Description of the task:
Reproduce the rows that follow, substituting "single point" for every occurrence of "single marker" and leaving all other text unchanged.

Information shown:
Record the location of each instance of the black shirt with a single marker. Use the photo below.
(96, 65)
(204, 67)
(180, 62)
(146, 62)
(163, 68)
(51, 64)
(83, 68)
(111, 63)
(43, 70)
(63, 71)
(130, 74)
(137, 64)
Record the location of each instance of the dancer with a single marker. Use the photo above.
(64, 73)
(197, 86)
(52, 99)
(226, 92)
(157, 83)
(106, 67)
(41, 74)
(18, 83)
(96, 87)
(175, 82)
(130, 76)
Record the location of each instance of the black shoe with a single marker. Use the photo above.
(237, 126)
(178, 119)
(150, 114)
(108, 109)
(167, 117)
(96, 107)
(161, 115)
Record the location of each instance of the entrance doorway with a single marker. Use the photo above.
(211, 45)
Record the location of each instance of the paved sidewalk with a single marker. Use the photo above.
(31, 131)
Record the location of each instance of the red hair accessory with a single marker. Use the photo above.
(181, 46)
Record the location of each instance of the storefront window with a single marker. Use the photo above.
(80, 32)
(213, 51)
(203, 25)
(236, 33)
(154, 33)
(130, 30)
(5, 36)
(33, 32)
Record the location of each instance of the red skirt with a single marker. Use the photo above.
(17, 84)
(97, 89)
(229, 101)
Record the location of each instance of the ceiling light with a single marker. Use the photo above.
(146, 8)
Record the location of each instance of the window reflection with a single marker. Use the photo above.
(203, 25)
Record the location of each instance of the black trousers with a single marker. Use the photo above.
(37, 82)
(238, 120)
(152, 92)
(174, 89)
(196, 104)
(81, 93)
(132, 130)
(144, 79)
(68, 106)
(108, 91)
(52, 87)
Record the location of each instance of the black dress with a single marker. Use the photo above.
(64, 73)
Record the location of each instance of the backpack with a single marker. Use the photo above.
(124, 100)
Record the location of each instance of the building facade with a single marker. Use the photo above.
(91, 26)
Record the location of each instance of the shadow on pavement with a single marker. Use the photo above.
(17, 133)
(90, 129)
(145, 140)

Answer below:
Record the location of each instance of the black shirt with a single point. Use the photo below.
(96, 65)
(204, 67)
(180, 62)
(146, 62)
(163, 68)
(51, 64)
(83, 68)
(111, 63)
(43, 70)
(63, 71)
(130, 74)
(137, 64)
Record the location of each instance of the dancer with a single point. Use the photo above.
(64, 73)
(197, 86)
(52, 99)
(226, 92)
(157, 83)
(106, 67)
(41, 74)
(18, 83)
(96, 87)
(175, 82)
(130, 76)
Record the location of each instance of the black shoe with a single point. Use the photo above.
(237, 126)
(178, 119)
(150, 114)
(108, 109)
(167, 117)
(96, 107)
(161, 115)
Record the location of each instance of the entrance doorway with a single point. Use the photo above.
(211, 45)
Record the location of each instance of the paved sidewalk with a single point. Use the photo above.
(31, 131)
Record the location of each instance of the red hair accessory with a single point. Use the photo above.
(181, 46)
Record the location of each instance of the storefront window with a single point. Use the photo above.
(80, 32)
(213, 51)
(203, 25)
(236, 33)
(154, 33)
(130, 30)
(5, 36)
(33, 32)
Record the location of each instance of the red skirt with a single point. Use the photo above.
(17, 84)
(97, 89)
(229, 101)
Record the location of each instance of the ceiling light with a single point. Use the photo above.
(146, 8)
Record the location of each instance of the window reflection with a single point. Use the photo above.
(203, 25)
Record the location of each instance of the black trousers with a single point. Use the photo above.
(37, 82)
(238, 120)
(152, 92)
(174, 89)
(196, 104)
(81, 93)
(132, 130)
(144, 79)
(68, 106)
(108, 91)
(52, 87)
Record the location of each instance of the black dress with a single point. Use the photo above.
(64, 73)
Record the location of each instance of the backpack with a single point. Use the photo above.
(124, 100)
Record the location of each instance of the building facade with a single point. Use the photo above.
(91, 26)
Record the location of each instance of the shadow on pavement with a single point. Use the photo above.
(17, 133)
(90, 129)
(145, 140)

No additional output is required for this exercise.